[start of Task inputs]

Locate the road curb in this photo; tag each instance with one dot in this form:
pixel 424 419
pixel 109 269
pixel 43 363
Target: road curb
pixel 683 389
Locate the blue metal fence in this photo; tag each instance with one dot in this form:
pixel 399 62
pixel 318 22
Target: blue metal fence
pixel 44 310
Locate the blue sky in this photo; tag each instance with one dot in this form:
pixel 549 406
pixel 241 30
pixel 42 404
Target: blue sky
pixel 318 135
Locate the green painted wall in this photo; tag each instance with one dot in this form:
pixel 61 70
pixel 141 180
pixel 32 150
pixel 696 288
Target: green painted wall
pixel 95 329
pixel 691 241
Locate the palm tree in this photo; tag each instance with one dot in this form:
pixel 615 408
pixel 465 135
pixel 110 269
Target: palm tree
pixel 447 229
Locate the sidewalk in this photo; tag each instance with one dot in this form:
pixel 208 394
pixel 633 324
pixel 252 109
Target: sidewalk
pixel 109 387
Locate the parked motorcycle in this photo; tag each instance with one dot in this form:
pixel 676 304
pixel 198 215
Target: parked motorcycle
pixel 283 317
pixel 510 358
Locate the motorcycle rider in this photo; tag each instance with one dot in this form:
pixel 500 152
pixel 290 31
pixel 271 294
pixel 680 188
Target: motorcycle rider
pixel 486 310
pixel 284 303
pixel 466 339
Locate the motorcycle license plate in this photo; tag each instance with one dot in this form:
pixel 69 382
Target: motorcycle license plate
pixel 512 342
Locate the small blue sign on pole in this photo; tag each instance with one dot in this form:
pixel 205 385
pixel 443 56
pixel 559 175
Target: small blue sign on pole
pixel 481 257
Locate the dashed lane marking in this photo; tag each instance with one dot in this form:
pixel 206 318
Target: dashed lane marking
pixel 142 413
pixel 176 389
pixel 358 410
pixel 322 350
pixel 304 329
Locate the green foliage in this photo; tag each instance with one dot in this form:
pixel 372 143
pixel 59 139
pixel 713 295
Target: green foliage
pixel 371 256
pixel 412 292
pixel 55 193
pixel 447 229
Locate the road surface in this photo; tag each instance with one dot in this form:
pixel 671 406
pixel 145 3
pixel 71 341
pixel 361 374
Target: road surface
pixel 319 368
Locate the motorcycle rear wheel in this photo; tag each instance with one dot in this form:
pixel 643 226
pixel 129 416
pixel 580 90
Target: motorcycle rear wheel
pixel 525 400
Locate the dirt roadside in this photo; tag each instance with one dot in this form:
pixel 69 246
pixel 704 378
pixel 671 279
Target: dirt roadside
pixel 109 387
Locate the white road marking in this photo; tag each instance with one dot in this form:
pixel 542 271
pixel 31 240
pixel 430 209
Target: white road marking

[end of Task inputs]

**Task details**.
Reproduce all of the material above line by line, with no changes to any word, number, or line order.

**Task solution**.
Locate the road curb in this photo; tag each instance with one dot in this form:
pixel 424 419
pixel 109 269
pixel 43 363
Target: road curb
pixel 683 389
Locate the blue metal fence in this photo; tag each instance with one dot in this form:
pixel 399 62
pixel 318 22
Target: blue metal fence
pixel 44 310
Locate the blue sky in this photo; tag each instance with one dot in this form:
pixel 549 406
pixel 241 30
pixel 42 404
Target: blue sky
pixel 318 135
Locate the green painted wall in this photo; tag each instance with one dot in this form:
pixel 61 70
pixel 141 180
pixel 32 150
pixel 696 288
Target: green painted wall
pixel 95 329
pixel 691 241
Locate the palm tree in this photo; tag each instance with one dot in this form:
pixel 615 408
pixel 465 135
pixel 110 269
Target: palm tree
pixel 447 229
Locate the sidewalk in this photo; tag each instance with one dot in this form:
pixel 208 394
pixel 633 324
pixel 252 109
Target: sidewalk
pixel 109 387
Locate the parked motorcycle in this photo; tag each instance with one dot in this form:
pixel 676 304
pixel 198 215
Target: parked motorcycle
pixel 283 317
pixel 510 358
Locate the motorcycle rider in this photo; tag each instance with one dot in this form:
pixel 500 152
pixel 290 31
pixel 271 294
pixel 680 188
Target: motorcycle rider
pixel 486 310
pixel 284 303
pixel 466 339
Locate the motorcycle license plate in this photo; tag each instance with one dot in this form:
pixel 69 382
Target: motorcycle license plate
pixel 512 342
Locate the small blue sign on pole in this photo; tag each instance with one dot in this form:
pixel 205 385
pixel 443 56
pixel 559 175
Target: small blue sign on pole
pixel 481 257
Locate the dashed lane marking in this photo; tag each instance with one dot in this form:
pixel 206 318
Target: dashed lane marking
pixel 142 413
pixel 176 389
pixel 358 410
pixel 322 350
pixel 304 329
Locate the green foliage in this photo; tag each instance with one dot in this form:
pixel 372 143
pixel 59 139
pixel 713 295
Target: green foliage
pixel 371 256
pixel 412 292
pixel 55 193
pixel 447 229
Locate the road surface in this photo; tag each instance with one dot in this form:
pixel 671 406
pixel 145 3
pixel 71 341
pixel 361 374
Target: road surface
pixel 319 368
Locate the motorcycle rear wheel in this photo; tag each instance with one dot in this form:
pixel 643 226
pixel 129 416
pixel 580 90
Target: motorcycle rear wheel
pixel 525 400
Locate the dirt roadside in this photo; tag each instance with one dot in this form:
pixel 69 246
pixel 704 378
pixel 671 279
Target: dirt roadside
pixel 109 387
Locate the white road marking in this photo; tag each instance with one dot in this form:
pixel 542 271
pixel 31 240
pixel 430 209
Target: white road marking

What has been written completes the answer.